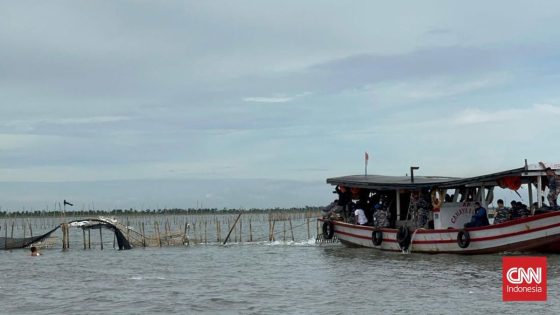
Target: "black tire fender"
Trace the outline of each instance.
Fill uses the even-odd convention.
[[[467,248],[471,244],[471,235],[469,231],[462,229],[457,233],[457,245],[461,248]]]
[[[323,222],[323,238],[330,240],[334,236],[334,224],[331,221]]]
[[[371,242],[374,246],[379,246],[383,243],[383,231],[381,229],[375,229],[371,232]]]
[[[397,230],[397,243],[399,243],[401,249],[407,250],[408,246],[410,246],[410,240],[411,236],[408,227],[399,227],[399,229]]]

Task objective:
Repeat each of the entries above exactly, but do not carry over the pictures.

Problem solution:
Target: "black tire fender"
Trace the outline of each instance.
Fill uses the even-odd convention.
[[[467,248],[471,244],[471,235],[469,231],[462,229],[457,233],[457,245],[461,248]]]
[[[323,222],[323,238],[330,240],[334,236],[334,224],[331,221]]]
[[[371,242],[374,246],[379,246],[383,243],[383,231],[381,229],[375,229],[371,232]]]
[[[397,230],[397,243],[399,243],[401,249],[407,250],[408,246],[410,246],[410,240],[411,236],[408,227],[399,227],[399,229]]]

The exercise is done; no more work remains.